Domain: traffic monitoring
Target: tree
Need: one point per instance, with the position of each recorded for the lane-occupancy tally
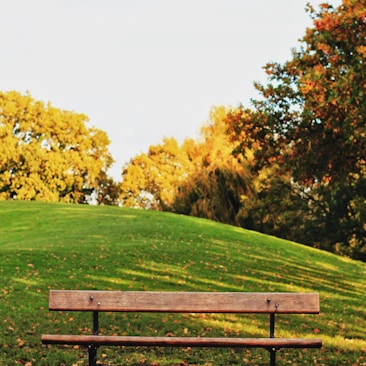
(219, 182)
(151, 180)
(46, 153)
(310, 122)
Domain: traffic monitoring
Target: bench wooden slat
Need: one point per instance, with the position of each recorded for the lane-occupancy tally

----------

Exactly as written, please copy out the whole set of records, skipping images.

Domain: traffic monitoring
Target: tree
Need: one point per instance, with the position of each recorded for the lane-occupancy tally
(219, 182)
(151, 180)
(46, 153)
(310, 122)
Domain: traffic monitoring
Target: bench wooden slat
Need: one point per instance, with the position of each recorded for the lane-occupancy tally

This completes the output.